Start of Records for this task

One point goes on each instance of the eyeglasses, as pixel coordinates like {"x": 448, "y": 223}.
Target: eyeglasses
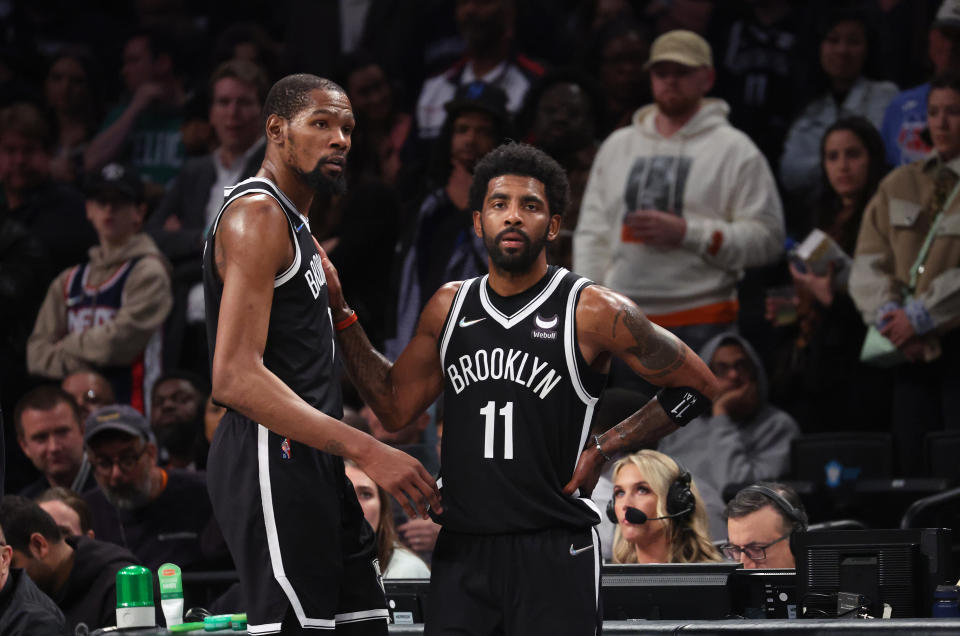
{"x": 753, "y": 552}
{"x": 126, "y": 462}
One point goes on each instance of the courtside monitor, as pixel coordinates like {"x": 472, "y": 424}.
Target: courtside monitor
{"x": 900, "y": 568}
{"x": 674, "y": 591}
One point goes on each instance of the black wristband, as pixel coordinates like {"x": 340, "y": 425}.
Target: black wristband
{"x": 682, "y": 403}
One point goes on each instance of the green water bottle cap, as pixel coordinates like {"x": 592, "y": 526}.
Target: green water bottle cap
{"x": 134, "y": 587}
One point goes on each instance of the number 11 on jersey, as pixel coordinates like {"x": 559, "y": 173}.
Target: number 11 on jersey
{"x": 489, "y": 416}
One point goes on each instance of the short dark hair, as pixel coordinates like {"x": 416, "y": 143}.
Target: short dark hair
{"x": 45, "y": 398}
{"x": 289, "y": 95}
{"x": 523, "y": 160}
{"x": 71, "y": 499}
{"x": 21, "y": 517}
{"x": 748, "y": 501}
{"x": 242, "y": 71}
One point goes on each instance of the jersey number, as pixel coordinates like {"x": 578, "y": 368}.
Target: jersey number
{"x": 489, "y": 415}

End of Records for this task

Exercise requirements: Take each line from the records and copy it unchanged, leaving images out.

Response to this task:
One point goes on each instance of the eyeglasses, as pixel coordinates like {"x": 448, "y": 223}.
Target: eyeglasses
{"x": 753, "y": 552}
{"x": 126, "y": 462}
One point goes on each instance of the courtside monitor, as pixel coordinates like {"x": 472, "y": 424}.
Target: courtside monitor
{"x": 900, "y": 568}
{"x": 674, "y": 591}
One point goes on each instance of the black wristband, as pixel coordinates like {"x": 340, "y": 425}.
Target: black wristband
{"x": 682, "y": 403}
One point goes on each instance of the green water bottle cap, as pixel coordinates like {"x": 592, "y": 526}.
Target: green water bottle cap
{"x": 134, "y": 587}
One point goes on each instance of the number 11 on jersey, as pixel coordinates like {"x": 559, "y": 173}.
Target: number 11 on jersey
{"x": 489, "y": 416}
One point goes on each instance of the short dark hair, as pixel coordinates like {"x": 416, "y": 143}.
Target: short dark hair
{"x": 45, "y": 398}
{"x": 289, "y": 95}
{"x": 523, "y": 160}
{"x": 71, "y": 499}
{"x": 21, "y": 517}
{"x": 748, "y": 501}
{"x": 242, "y": 71}
One point goes on each instance of the jersey number, as pixel coordinates like {"x": 578, "y": 368}.
Target: jersey number
{"x": 489, "y": 415}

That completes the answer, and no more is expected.